Begin

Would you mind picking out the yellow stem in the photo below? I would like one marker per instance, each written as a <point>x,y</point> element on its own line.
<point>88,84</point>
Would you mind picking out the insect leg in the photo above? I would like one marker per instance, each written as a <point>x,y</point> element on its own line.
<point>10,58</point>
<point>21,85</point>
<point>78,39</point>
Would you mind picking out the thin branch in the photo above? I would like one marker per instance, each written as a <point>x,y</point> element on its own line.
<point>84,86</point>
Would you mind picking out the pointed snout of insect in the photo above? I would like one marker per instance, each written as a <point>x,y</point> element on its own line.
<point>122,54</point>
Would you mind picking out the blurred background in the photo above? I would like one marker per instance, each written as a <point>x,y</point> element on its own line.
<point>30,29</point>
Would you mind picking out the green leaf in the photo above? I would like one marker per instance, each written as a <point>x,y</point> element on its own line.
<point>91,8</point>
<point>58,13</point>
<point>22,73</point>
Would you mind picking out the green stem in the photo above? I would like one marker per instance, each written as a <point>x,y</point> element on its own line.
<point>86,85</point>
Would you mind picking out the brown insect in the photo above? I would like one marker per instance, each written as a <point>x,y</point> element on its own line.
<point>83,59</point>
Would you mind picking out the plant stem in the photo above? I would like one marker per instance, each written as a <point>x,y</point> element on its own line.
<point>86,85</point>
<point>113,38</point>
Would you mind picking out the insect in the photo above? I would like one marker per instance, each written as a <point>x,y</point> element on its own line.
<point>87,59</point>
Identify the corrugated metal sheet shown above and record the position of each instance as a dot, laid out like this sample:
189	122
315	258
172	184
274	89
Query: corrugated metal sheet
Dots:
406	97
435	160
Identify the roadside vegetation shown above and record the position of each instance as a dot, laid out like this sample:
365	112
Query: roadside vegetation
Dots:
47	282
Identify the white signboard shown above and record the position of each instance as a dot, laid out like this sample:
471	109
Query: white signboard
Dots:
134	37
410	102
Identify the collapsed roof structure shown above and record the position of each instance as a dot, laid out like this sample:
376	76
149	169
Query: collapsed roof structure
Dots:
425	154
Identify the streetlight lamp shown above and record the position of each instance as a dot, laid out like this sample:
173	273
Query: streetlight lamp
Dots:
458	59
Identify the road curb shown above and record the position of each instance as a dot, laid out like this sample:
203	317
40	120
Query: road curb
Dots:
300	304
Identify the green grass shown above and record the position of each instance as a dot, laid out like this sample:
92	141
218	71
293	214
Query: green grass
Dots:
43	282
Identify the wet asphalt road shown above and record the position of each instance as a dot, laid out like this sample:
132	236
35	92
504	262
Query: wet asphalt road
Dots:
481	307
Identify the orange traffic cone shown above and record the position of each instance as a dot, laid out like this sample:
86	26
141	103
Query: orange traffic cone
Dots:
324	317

End

**Description of the task:**
Render every line of the data above as a JSON list of strings, one string per line, leaving out any blank lines.

**Output:**
[
  "Would you mind picking out the yellow stem in the photo below? I would like one marker per instance, each written as a <point>x,y</point> element on its own line.",
  "<point>88,84</point>",
  "Would you mind picking out the insect leg in the photo above? I would like one marker per instance, each written as a <point>x,y</point> element on its own line.",
  "<point>10,58</point>",
  "<point>21,85</point>",
  "<point>78,39</point>",
  "Would you mind picking out the thin branch in the photo above? I would like one marker per instance, each written as a <point>x,y</point> element on its own line.",
  "<point>84,86</point>",
  "Would you mind picking out the pointed snout of insect in the photo above? I would like one marker per instance, each written as a <point>x,y</point> element on its own line.",
  "<point>122,54</point>",
  "Would you mind picking out the blurred background in the photo above? I would like one marker per instance, each written as a <point>x,y</point> element on its own line.",
  "<point>30,29</point>",
  "Would you mind picking out the green leaf in the photo above? I would like one marker per instance, each written as a <point>x,y</point> element on its own line.",
  "<point>91,8</point>",
  "<point>58,13</point>",
  "<point>22,73</point>",
  "Would you mind picking out the green stem in the photo above? I would like one marker per instance, each written as a <point>x,y</point> element on its own line.",
  "<point>86,85</point>",
  "Would you mind picking out the brown insect in the photo above? I would like one marker per instance, each written as a <point>x,y</point> element on its own line.",
  "<point>83,59</point>",
  "Would you mind picking out the plant stem in the photo above? I would like one marker per instance, each written as a <point>x,y</point> element on its own line.",
  "<point>86,85</point>",
  "<point>113,38</point>",
  "Would you mind picking out the insect in the photo above? I would like one marker per instance, each written as a <point>x,y</point> element on its own line.",
  "<point>87,59</point>",
  "Identify the corrugated metal sheet shown above and record the position of each instance as a dot, laid out like this sample:",
  "189\t122",
  "315\t258",
  "172\t184",
  "274\t89",
  "Query: corrugated metal sheet",
  "Dots:",
  "406\t97",
  "435\t160",
  "Identify the roadside vegetation shown above and record the position of each instance as a dot, laid out like this sample:",
  "365\t112",
  "Query: roadside vegetation",
  "Dots:",
  "47\t282",
  "Identify the white signboard shown above and record the position of each instance as a dot, laid out like this sample:",
  "471\t109",
  "Query: white signboard",
  "Dots:",
  "134\t37",
  "410\t102",
  "Identify the collapsed roof structure shown above and record the position of each instance as a dot, laid out like this sample:",
  "376\t76",
  "149\t169",
  "Query: collapsed roof structure",
  "Dots:",
  "425\t154",
  "Identify the streetlight lamp shown above and record the position of each instance as a dot, laid out like this sample:",
  "173\t273",
  "Query: streetlight lamp",
  "Dots:",
  "458\t59",
  "Identify the road curb shown above and record the position of each instance as a dot, laid out like this sample:",
  "203\t317",
  "40\t120",
  "Query: road curb",
  "Dots:",
  "300\t304",
  "Identify the green grass shown above and record the position of each instance as a dot, laid out like this sample:",
  "92\t141",
  "218\t71",
  "293\t214",
  "Query: green grass",
  "Dots:",
  "43\t282",
  "Identify the wet asphalt road shown above and record the position of each instance as a dot, laid out like this sample:",
  "132\t236",
  "35\t92",
  "504\t262",
  "Query: wet asphalt road",
  "Dots:",
  "481\t307",
  "Identify the orange traffic cone shown above and record the position of each instance as a dot, laid out like this sample:",
  "86\t26",
  "141\t103",
  "Query: orange traffic cone",
  "Dots:",
  "324\t317"
]